> _TEXT SEGMENT_:
START

Joseph Hegarty: Monday Night Raw 11/11/11


The WWE’s Veteran’s Day edition of Monday Night Raw began with a tribute video, voice-overed by John Cena honouring American armed forces, although the WWE was broadcast from the United Kingdom, surely you could’ve worded that slightly different John? Do I want this?

Randy Orton enters and makes his way down to the ring as the announce team explains to the viewers at home that The Authority are not in attendance tonight in Manchester, England. Once Orton is in the ring his music cuts and the crowd heavily boos him before he cuts a promo on the man he defends his WWE Championship against at Survivor Series. After he’s finished talking about the Big Show, Orton declares that due to Stephanie McMahon and Triple H’s absence, he as the “Face of the WWE” is in charge of Monday Night Raw. This declaration brings out the Raw General Manager, Brad Maddox, who emerges at the top of the ramp to some somewhat surprising appreciation from the British crowd. Maddox makes his way down to the ring, disagreeing with Randy Orton and asserting himself as the one to control Raw in The Authority’s absence. However, Maddox is not the only one to challenge Orton’s authority as Kane’s music echoes around the Phones 4 U Arena. While the fans chant “You sold out!” the new WWE Director of Operations claims that his current role in the organisation means he is in charge. Maddox dismisses Kane’s (or Mr. Kane as Maddox addresses him) claim, asking him instead to follow his lead as General Manager, before booking Randy Orton in a match with his former protégé Cody Rhodes. Kane disagrees with Maddox, complaining “No, no, no,” producing a “YES!” chant from the crowd, and argues that it should be Orton vs. Goldust instead. This pantomime heel conflict comes to a head as perhaps WWE’s best histrionic baddie, Vickie Guerrero, joins the fray welcomed by a chorus of boos. She plays with the crowd with her “Excuse me?” catchphrase to which they seem to appreciate her with some cheers, before delivering their own catchphrase, “Who are ya?” to which of course she reacts to with suitable indignation. Guerrero then combines both Kane and Maddox’s ideas, booking a handicap match pitting Randy Orton against both Rhodes brothers. Why she has the final say (other than as she says she is the General Manager of Smackdown and formerly Raw) isn’t quite clear, but nevertheless this was a fun opening segment, which was seemingly designed to play into the British pantomime style of humour as well as the British fans’ nature to particularly appreciate professional wrestling’s heels.

END

> _WORK TO COMPLETE_:
1. Give the passage of the Raw recap between "Joseph Hegarty: Monday" and "I want this?", inclusive, again, with "tribute video" swapped for "tribute package".
2. In the Raw recap, what arena does Kane's music echo around?
3. Keep the Raw recap going from its last sentence.

> _ENTRIES SHOWN_:
START

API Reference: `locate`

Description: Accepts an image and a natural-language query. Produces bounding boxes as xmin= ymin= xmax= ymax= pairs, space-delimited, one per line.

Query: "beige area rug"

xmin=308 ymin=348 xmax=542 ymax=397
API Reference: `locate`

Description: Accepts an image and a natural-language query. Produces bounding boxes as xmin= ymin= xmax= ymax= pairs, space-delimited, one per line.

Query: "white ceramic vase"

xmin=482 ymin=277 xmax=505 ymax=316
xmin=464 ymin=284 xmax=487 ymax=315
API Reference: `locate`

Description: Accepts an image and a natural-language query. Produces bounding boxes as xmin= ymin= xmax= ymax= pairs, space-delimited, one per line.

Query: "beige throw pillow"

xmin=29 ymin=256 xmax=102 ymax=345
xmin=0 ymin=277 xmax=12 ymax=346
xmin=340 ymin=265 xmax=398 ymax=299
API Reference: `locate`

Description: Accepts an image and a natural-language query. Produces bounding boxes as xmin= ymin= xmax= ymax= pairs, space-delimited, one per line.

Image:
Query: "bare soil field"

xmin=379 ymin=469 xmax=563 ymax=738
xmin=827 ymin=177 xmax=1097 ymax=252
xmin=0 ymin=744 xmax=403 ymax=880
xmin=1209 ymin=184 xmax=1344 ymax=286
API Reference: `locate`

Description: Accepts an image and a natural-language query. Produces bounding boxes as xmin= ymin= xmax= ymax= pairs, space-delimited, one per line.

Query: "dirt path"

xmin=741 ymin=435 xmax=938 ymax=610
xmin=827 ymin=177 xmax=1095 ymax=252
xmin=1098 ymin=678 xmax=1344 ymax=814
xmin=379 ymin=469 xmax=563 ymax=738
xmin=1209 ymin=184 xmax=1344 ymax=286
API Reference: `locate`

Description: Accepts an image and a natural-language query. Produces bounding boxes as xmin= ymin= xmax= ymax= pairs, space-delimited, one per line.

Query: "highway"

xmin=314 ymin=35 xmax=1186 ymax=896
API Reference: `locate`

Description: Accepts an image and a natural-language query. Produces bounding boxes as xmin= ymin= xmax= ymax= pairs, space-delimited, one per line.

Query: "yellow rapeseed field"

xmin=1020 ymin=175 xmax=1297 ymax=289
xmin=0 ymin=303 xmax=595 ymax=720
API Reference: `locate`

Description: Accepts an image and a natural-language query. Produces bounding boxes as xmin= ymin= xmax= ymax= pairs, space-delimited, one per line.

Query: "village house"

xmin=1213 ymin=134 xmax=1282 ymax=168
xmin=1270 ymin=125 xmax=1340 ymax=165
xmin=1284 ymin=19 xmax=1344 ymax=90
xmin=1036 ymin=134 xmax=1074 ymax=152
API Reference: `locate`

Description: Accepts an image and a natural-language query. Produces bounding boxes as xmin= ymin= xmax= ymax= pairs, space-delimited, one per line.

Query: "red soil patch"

END

> _ANSWERS PER TASK_:
1.
Joseph Hegarty: Monday Night Raw 11/11/11


The WWE’s Veteran’s Day edition of Monday Night Raw began with a tribute package, voice-overed by John Cena honouring American armed forces, although the WWE was broadcast from the United Kingdom, surely you could’ve worded that slightly different John? Do I want this?

2. The Phones 4 U Arena.

3.
As Raw returns from its first commercial break, the bell rings and Goldust begins the match with Randy Orton with some classic chain wrestling. The Bizarre One gets the better of this exchange delivering two arm drags before hitting a dropkick for a two count on his opponent. Cody Rhodes tags in and performs a gourdbuster on his former mentor, but doesn’t stay in the ring for long as Goldust tags back in behind Orton’s back and rolls him up for another two count. When Orton himself takes control of the contest and slows the pace he receives a vicious “Randy’s boring!” chant, which John Bradshaw Layfield no sells with the kind of ineptitude Jerry “The King” Lawler would be proud of. After this period of domination from Randy Orton, Goldust manages to hit a DDT on his opponent and gets the hot tag from his partner. Cody enters the action with a springboard dropkick that floors the WWE Champion. Rhodes then pops right back to his feet, pumping up the crowd, before climbing to the top rope and performing a moonsault to Orton producing a near fall.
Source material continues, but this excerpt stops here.